§ **Complete the following**
1. From the Hershko profile below, list every bodily process that the ubiquitin system is said to help regulate, control, or maintain.
2. Copy the Hershko profile below verbatim, from "Professor of Biochemistry" to "human papilloma virus.".

§ **Excerpted passage**
Professor of Biochemistry at the Technion – Israel Institute of Technology
More than twenty-five years ago, Avram Hershko began studying how cells rid themselves of unwanted or damaged proteins. With the help of his colleagues, Hershko discovered the ubiquitin system and eventually determined that it impacts major physiological processes in the body. Scientists now know that it is involved in regulating cell division, aids in controlling embryonic development, and helps maintain the immune system. It is implicated in a number of diseases as well, including cervical cancer caused by the human papilloma virus.
Research Group :
Proteins carry out most chemical and physical processes in cells and regulate basic cellular functions such as cell division and development. Though much research has been done on how proteins are made, relatively little attention has been paid to the problem of how cellular proteins are destroyed with a high degree of specificity and sophistication. Previous work in Pr Hershko's laboratory has shown that specific proteins are tagged for destruction by attachment to a small protein, ubiquitin. His research group has also delineated many of the basic enzymatic reactions in the ubiquitin-mediated protein degradation system.

§ **Dataset content**

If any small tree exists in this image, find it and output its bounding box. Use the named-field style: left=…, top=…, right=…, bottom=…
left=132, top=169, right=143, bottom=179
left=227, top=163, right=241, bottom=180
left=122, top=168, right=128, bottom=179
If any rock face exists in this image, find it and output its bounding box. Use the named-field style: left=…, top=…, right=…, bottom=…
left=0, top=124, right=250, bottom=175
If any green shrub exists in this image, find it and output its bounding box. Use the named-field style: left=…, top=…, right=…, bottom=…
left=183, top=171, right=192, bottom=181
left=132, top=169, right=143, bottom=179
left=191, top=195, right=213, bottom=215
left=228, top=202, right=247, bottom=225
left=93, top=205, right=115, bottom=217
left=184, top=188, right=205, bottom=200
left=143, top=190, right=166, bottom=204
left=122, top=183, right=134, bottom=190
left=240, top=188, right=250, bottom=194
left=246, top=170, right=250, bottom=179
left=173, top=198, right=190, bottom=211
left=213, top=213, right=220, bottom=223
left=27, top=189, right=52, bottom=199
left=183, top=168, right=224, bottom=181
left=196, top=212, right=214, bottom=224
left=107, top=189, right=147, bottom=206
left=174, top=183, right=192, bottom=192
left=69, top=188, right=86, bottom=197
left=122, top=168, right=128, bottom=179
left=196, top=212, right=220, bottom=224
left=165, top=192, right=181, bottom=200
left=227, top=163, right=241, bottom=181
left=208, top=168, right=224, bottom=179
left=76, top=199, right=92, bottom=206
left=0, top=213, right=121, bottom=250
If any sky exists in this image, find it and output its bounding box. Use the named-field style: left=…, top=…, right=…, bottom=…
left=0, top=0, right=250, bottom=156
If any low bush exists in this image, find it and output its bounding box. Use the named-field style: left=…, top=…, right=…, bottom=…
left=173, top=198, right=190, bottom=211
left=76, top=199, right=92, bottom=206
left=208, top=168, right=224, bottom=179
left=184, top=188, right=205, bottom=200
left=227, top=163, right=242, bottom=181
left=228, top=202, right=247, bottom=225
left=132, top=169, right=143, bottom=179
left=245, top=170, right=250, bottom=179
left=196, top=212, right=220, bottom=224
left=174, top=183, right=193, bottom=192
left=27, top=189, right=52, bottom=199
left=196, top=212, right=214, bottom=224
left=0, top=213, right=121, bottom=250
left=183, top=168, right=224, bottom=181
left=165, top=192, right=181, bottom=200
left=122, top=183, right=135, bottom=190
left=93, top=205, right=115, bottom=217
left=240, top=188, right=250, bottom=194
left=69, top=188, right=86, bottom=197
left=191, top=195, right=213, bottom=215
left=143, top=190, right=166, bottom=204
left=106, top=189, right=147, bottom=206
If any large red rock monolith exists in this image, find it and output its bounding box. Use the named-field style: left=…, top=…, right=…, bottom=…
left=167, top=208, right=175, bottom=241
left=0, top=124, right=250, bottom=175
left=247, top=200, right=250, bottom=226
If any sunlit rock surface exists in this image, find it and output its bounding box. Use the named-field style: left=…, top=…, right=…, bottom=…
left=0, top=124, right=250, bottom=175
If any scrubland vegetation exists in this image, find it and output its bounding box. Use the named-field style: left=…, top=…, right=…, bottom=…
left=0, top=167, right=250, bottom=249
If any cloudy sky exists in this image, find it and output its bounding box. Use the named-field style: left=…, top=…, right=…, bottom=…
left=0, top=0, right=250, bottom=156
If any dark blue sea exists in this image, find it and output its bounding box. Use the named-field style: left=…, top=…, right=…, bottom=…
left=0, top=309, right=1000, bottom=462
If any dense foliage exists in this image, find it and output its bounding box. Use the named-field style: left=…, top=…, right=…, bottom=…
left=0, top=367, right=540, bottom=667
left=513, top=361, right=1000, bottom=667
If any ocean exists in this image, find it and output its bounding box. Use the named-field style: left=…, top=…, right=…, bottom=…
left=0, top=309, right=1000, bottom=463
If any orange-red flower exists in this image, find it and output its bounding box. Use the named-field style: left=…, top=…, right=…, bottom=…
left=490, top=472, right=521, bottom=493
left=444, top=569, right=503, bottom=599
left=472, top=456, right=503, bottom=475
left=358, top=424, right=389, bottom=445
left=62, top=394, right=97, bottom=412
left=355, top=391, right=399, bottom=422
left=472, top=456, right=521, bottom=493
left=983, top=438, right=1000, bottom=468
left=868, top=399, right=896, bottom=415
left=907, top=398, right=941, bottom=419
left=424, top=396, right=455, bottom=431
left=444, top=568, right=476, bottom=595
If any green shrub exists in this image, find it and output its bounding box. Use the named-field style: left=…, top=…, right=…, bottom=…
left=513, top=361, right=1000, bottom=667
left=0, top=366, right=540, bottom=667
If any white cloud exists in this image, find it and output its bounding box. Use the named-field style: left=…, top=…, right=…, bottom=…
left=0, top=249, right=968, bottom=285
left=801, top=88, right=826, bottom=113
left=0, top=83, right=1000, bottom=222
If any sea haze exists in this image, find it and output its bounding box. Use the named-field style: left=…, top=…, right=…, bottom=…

§ **Solutions**
1.
- Cell division
- Embryonic development
- The immune system

2.
Professor of Biochemistry at the Technion – Israel Institute of Technology
More than twenty-five years ago, Avram Hershko began studying how cells rid themselves of unwanted or damaged proteins. With the help of his colleagues, Hershko discovered the ubiquitin system and eventually determined that it impacts major physiological processes in the body. Scientists now know that it is involved in regulating cell division, aids in controlling embryonic development, and helps maintain the immune system. It is implicated in a number of diseases as well, including cervical cancer caused by the human papilloma virus.